◆ PROMPT
Reproduce the entries shown below only from the line with "# mark one dot per instance, written like column 1201, row" down to the line with "# mark one dot per instance, written like column 189, row", keeping both end lines and copying each one exactly.

◆ Stored data entries

########

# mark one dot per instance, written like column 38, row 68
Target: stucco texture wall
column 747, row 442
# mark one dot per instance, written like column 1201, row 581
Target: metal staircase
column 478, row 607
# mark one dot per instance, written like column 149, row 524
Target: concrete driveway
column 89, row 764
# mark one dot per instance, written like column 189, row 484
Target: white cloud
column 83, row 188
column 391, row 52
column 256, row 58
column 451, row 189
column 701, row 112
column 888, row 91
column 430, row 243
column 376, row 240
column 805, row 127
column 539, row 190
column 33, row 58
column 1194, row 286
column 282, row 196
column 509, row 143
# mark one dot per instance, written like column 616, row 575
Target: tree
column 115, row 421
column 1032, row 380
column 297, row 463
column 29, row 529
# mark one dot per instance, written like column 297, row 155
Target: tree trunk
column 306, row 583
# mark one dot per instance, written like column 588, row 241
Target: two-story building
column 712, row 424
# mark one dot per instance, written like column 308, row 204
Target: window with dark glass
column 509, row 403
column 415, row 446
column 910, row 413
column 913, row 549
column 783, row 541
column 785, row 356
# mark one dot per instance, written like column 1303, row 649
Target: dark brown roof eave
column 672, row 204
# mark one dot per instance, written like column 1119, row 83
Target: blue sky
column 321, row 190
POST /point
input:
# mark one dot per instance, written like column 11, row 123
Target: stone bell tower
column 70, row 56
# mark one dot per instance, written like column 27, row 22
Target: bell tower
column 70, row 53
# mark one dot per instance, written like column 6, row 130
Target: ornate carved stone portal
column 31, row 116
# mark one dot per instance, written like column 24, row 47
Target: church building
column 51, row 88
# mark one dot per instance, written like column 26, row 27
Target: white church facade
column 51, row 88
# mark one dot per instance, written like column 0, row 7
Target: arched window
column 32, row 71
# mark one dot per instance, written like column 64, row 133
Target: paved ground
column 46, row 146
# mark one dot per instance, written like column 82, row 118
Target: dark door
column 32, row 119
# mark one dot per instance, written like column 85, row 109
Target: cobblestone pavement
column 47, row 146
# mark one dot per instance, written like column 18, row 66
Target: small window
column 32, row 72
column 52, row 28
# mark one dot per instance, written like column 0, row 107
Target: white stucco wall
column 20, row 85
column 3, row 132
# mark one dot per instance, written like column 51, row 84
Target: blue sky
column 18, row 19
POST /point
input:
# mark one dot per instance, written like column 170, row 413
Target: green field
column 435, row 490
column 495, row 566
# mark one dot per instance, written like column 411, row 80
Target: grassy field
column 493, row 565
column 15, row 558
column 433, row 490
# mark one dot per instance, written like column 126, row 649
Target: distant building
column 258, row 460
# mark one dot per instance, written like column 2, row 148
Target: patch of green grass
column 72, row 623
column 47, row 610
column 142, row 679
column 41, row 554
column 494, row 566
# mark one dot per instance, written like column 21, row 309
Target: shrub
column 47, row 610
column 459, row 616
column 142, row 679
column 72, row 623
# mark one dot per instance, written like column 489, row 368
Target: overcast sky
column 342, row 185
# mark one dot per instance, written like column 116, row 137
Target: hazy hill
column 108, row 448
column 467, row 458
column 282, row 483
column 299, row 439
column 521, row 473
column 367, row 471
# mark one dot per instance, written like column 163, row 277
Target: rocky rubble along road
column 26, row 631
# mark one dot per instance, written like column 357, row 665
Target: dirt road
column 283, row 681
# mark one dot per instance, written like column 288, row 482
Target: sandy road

########

◆ THE ANSWER
# mark one dot per instance, written like column 1201, row 581
Target: metal staircase
column 478, row 607
# mark one dot per instance, written like column 149, row 524
Target: concrete driveway
column 89, row 764
# mark one dot per instance, written like column 189, row 484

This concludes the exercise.